* DATA FOR PROCESSING *
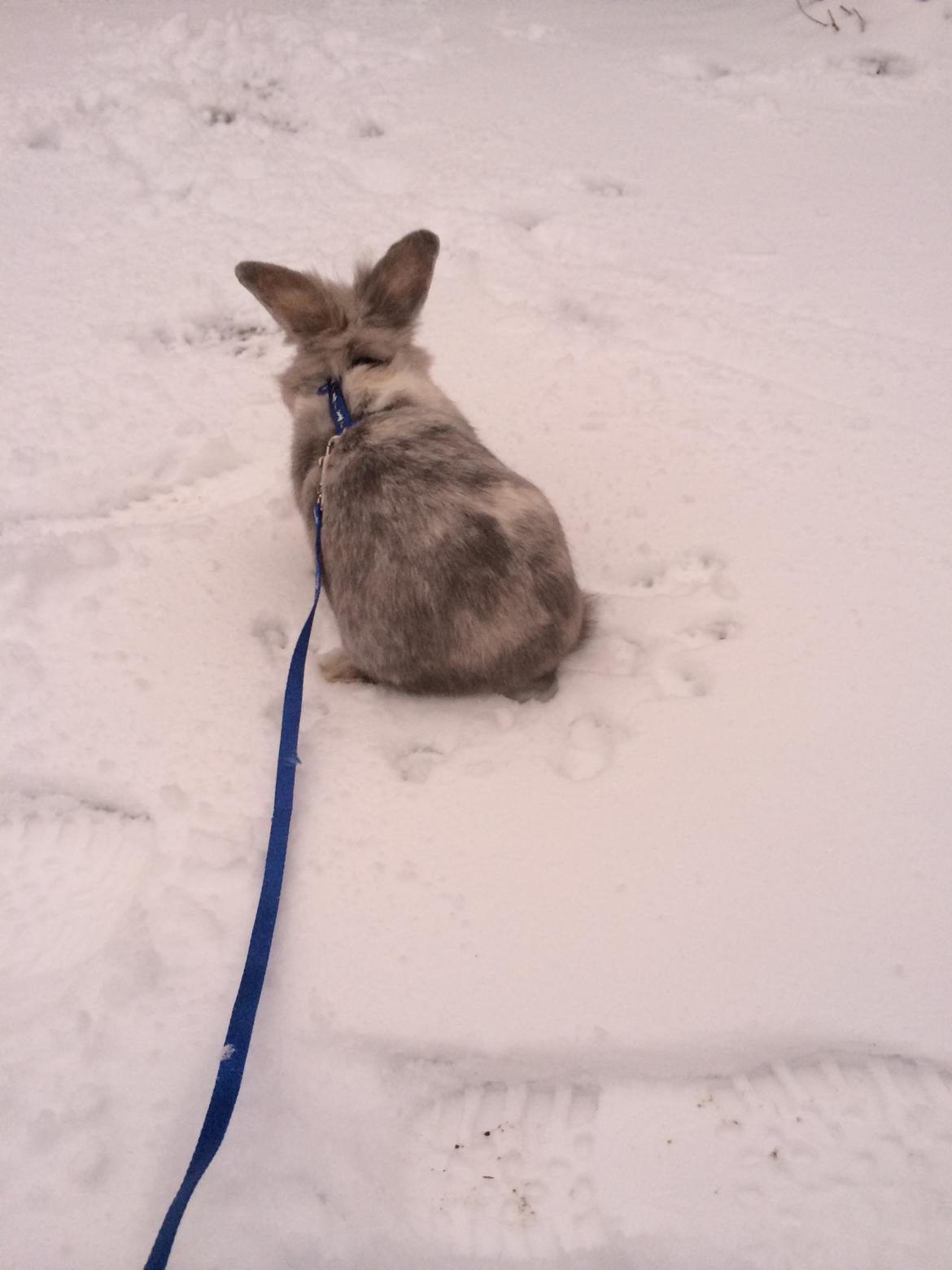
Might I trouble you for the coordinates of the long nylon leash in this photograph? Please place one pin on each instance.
(231, 1065)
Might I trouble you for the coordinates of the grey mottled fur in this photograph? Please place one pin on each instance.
(447, 572)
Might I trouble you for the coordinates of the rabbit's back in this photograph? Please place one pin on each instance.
(447, 572)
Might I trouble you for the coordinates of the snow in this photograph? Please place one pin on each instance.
(653, 975)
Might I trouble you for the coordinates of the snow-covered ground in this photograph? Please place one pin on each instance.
(657, 975)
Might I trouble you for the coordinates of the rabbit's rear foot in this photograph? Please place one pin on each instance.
(539, 690)
(337, 667)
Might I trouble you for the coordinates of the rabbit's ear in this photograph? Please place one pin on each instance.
(394, 291)
(296, 301)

* GOAL OF THE EXERCISE *
Copy word for word everything in the listing above, from the line containing "Might I trouble you for the coordinates of the rabbit's ear" down to the end of the listing.

* SOLUTION FOR THIS PROBLEM *
Might I trouble you for the coordinates of the rabbit's ear in this photograph? Please place one pin on each instance.
(394, 291)
(296, 301)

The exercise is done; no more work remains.